• _SUPPLIED TEXT_:
■ ■ ■ ■

Expedition to the Ocean Floor

TOMORROW TODAY takes a fascinating look into the work of marine researchers – a five-part series in cooperation with the Deutsche Welle TV.

The exploration of the deep sea is one of the great scientific challenges of the future. This is a gigantic area. Covering two thirds of the earth’s surface, it is an unknown world with bizarre geological structures and exotic inhabitants. So far, only one percent of the deep ocean habitat has been explored.



Black Smokers and Hot Springs

Geologist Wolfgang Bach’s research area is one of the most remarkable structures in the deep sea.

The MARUM scientist, who is also a professor at Bremen University studies the hydrothermal vents called "black smokers." Some of these chimney-like hot water springs on the sea bed are formed in the mid-Atlantic, in an area known as the Logatchev Field where tectonic plates are moving apart and a new ocean floor is emerging from below. How the black smokers come into being, and what enables molluscs, shrimp and crabs to exist in their chemically aggressive environment are just two of the questions that Wolfgang Bach wants to answer. In this film, he shows Tomorrow Today stunning images from – as he puts it – "the oases in the desert of the ocean floor."


Corals in the Cold

Marine geologist Claudia Wienberg studies animals whose existence was unknown until a few years ago – cold water corals that live in the cooler regions of the Atlantic or the Mediterranean.

Like their tropical relatives, cold water corals can form gigantic reefs which serve as habitats for many different ocean animals and plants. For some researchers they are fascinating for other reasons as well: because the growth of the reefs is influenced by environmental conditions, their structure can provide information about the climate in the past. Extreme changes in the environment can be deadly; in more than 20 percent of the reefs, the corals have died out.

In the course of her expeditions Claudia Wienberg made a remarkable discovery. In the Gulf of Cadiz off the Spanish coast she found giant fields of coral remains. Now she is devoting part of her research to finding out the causes of the coral death. Her initial hypothesis is that over the past centuries the water temperature and nutrient levels have changed drastically. The results of Wienberg’s study may help predict the fate of the living cold water corals found off the Norwegian or Irish coasts.

■ ■ ■ ■

Excerpts of pointing data:
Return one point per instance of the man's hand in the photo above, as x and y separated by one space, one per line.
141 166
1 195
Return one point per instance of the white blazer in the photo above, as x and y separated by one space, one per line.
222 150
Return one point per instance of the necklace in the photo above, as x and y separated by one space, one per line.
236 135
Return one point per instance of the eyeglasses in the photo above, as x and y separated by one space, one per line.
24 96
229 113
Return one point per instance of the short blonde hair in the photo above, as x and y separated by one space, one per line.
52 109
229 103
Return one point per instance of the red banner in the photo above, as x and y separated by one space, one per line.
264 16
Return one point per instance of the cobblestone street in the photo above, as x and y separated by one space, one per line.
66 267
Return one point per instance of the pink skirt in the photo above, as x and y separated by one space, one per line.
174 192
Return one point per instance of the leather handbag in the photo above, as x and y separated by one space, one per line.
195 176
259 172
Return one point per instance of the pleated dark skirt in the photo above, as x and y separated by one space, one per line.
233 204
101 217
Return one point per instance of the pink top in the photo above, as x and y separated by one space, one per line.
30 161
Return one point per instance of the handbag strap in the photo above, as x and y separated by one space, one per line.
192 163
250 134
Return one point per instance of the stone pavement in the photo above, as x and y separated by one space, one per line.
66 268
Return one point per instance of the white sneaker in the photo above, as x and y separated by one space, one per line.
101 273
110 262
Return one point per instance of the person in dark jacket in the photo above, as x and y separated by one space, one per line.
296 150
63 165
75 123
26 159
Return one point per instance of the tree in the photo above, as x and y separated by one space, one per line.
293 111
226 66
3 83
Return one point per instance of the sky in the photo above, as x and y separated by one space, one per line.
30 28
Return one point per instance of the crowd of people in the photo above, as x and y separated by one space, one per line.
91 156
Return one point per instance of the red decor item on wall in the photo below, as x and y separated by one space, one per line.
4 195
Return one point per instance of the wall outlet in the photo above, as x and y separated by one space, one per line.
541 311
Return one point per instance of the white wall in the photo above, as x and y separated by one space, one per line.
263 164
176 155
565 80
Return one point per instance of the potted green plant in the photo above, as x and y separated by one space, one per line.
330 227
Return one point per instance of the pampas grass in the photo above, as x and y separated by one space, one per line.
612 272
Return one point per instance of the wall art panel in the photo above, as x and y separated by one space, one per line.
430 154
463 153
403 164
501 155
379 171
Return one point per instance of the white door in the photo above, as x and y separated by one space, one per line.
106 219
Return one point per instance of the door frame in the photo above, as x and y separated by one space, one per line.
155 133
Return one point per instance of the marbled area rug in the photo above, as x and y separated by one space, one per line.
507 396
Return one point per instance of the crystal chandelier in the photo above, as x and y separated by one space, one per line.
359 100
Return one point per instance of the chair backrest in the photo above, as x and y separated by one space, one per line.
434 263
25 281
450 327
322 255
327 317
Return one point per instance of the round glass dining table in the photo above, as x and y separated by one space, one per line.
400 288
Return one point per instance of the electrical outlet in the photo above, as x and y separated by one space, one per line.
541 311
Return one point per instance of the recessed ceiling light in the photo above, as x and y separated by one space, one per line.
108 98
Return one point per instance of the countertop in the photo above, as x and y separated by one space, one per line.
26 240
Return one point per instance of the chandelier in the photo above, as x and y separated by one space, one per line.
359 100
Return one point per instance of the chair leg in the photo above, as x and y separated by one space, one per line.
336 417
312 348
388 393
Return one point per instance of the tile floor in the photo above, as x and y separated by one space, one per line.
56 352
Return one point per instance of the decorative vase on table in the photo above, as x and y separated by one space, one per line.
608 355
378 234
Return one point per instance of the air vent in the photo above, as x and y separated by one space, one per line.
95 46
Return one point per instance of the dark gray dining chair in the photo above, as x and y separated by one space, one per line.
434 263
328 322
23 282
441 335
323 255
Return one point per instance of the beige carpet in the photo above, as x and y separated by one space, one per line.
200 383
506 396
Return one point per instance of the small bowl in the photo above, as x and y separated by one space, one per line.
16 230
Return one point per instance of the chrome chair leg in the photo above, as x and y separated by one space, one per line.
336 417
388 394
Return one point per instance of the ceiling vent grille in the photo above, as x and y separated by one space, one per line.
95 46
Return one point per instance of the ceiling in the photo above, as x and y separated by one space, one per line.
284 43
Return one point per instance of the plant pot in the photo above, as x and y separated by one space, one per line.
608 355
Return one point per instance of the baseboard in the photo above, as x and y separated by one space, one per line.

■ ■ ■ ■

• _SET TASKS_:
[1] Decide whether each statement agrees with the ocean floor text above: (a) only one percent of the deep ocean habitat has been explored so far; (b) Claudia Wienberg found giant fields of coral remains off the Norwegian coast; (c) Wolfgang Bach is a professor at Bremen University. For each one, answer yes or no and quote the deciding words from the text.
[2] Write the next part of the ocean floor text above, picking up after its final sentence.

• _PER-TASK OUTPUTS_:
[1]
(a) Yes: "So far, only one percent of the deep ocean habitat has been explored."
(b) No: "In the Gulf of Cadiz off the Spanish coast she found giant fields of coral remains."
(c) Yes: "The MARUM scientist, who is also a professor at Bremen University"

[2]
Traces of Climate Change

MARUM scientists Ursula Röhl and Alex Wülbers are investigating what the ocean floor has to tell us about the climate in the past.

The geologists are part of the international IODP (Integrated Ocean Drilling Program) project.

In this report they talk about an especially challenging expedition; how with a drilling ship they navigated the Arctic ice to the Lomonosov Ridge, an underwater shelf that extends through the northern polar region. There, where the once supposedly "eternal ice cap" has begun to disappear, drillings can now be carried out deep into the sea bed.

The cores of sediment the scientists drill out of the ocean floor are kept in cold storage at MARUM. The collection plays a central role in the IODP project. The two researchers tell us about the fascinating information they are trying to extract from the deep-sea core samples.


The Secret of Underwater Asphalt

Florence Schubotz is a geochemist at MARUM. She studies a very special habitat in the Gulf of Mexico. There at depths of 3,000 meters large areas of the sea floor are covered with swathes of asphalt.

This material originates in the petroleum deposits beneath the sea bed. As hydrocarbons leak out through cracks in the sea floor, lighter components rise up to the water surface, the cooled, denser components remain on the seabed, leaving a solid mass of asphalt. The result is a submarine landscape that resembles a cooled volcanic lava field. Inhospitable as it may seem, these formations are home to a unique community of organisms.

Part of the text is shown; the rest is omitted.